# 実施する作業
**a)** エントリの先頭から「left=0, top=444, right=1200, bottom=479」を含む行までを、「distant shoreline」を「far-off coastline」に変更し、他は一切変えずに書き出してください。
**b)** 美観地区の柳を扱った文章を、最後の文に続けて書き進めてください。

美観地区の常夜燈近くの一本の柳

まるで古木を利用した盆栽のようです。

2020年4月撮影 常夜燈近くの柳

横から見るとほんとに薄いです。

2020年4月撮影 横から見た柳

ほとんど幹がないのに、新芽を出して生き続ける姿に、柳(植物)の底力を感じました。どうしてこのような姿になったのでしょう?以前の姿はどのようなものだったのでしょうか?妙に気になって、この柳だけに注目して色々と画像を探してみました。

2017年までは、普通に幹もあり、葉っぱも茂っています。美観地区の柳は、定期的に剪定が行われていますので、手入れが行き届いている印象です。

# データ抜粋
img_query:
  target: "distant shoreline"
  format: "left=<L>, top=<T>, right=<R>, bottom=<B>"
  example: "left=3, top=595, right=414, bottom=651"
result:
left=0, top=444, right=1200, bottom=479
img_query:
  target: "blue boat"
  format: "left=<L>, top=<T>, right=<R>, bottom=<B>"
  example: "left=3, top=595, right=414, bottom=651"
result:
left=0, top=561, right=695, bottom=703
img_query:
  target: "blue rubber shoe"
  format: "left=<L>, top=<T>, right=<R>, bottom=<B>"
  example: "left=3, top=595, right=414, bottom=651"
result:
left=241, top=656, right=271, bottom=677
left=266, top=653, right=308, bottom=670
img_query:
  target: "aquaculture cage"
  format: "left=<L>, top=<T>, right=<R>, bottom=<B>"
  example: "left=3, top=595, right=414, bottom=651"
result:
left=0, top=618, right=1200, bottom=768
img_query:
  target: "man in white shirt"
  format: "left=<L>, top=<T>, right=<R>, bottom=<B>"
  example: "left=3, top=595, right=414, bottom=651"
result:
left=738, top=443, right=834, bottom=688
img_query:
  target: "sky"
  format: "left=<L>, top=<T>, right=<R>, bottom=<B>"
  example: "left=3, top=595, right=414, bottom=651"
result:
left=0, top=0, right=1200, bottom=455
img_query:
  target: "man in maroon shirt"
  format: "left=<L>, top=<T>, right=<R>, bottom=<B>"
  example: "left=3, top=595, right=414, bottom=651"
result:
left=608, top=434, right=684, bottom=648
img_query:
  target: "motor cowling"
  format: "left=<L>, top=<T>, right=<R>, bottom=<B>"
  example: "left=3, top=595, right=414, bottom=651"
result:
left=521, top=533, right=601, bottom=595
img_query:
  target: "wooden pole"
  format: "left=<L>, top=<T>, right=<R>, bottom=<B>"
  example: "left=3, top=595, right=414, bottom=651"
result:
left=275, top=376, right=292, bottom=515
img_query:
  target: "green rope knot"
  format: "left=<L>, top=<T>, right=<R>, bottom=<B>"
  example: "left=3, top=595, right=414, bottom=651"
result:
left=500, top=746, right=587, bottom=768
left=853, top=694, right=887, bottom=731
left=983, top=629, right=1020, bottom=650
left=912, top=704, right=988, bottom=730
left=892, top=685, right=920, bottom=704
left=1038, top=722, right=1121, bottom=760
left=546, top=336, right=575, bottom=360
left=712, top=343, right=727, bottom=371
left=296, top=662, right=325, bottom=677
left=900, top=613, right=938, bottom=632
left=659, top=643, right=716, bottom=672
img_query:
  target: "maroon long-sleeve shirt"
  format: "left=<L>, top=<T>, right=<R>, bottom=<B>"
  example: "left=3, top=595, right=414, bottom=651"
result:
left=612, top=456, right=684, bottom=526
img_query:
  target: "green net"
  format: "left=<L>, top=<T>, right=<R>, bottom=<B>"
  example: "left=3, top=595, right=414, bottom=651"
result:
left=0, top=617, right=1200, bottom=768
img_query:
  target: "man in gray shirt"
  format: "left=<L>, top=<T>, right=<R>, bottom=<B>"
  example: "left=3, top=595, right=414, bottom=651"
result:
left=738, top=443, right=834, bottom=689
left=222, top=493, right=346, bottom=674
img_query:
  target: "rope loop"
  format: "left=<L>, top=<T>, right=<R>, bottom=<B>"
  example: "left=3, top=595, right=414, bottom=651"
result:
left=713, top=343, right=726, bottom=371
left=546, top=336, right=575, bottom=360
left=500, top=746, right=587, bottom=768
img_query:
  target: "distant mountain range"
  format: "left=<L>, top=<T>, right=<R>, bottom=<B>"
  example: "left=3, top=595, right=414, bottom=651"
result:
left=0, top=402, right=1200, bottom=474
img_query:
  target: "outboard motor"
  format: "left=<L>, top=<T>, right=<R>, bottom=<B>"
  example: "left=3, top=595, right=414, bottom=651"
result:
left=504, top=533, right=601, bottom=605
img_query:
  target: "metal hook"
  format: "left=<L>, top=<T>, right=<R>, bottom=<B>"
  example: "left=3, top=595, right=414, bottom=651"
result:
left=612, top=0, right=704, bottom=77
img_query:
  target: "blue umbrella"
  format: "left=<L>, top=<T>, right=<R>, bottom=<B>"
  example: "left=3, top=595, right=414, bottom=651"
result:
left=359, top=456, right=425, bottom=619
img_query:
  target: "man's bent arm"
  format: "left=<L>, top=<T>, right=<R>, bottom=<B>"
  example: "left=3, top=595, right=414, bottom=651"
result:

# 作業結果
**a)**
img_query:
  target: "far-off coastline"
  format: "left=<L>, top=<T>, right=<R>, bottom=<B>"
  example: "left=3, top=595, right=414, bottom=651"
result:
left=0, top=444, right=1200, bottom=479

**b)**
2018年に突然このような姿になっています。何があったのでしょう?2019年8月中旬の台風10号の影響で、5本の柳が倒木などの被害に遭っていますが、2018年の段階で既に切り株状態になっていますので、この台風が原因ではないですね。2018年の切り株では、向かって右側の小枝から主に緑が茂っているように見えます。ところが、2019年の切り株では、向かって左側の小枝が立派に成長し、柳っぽく葉をつけているのが分かります。かすかに残る右側の小枝には緑が見えません。

そして2020年4月現在の切り株部分がこちら。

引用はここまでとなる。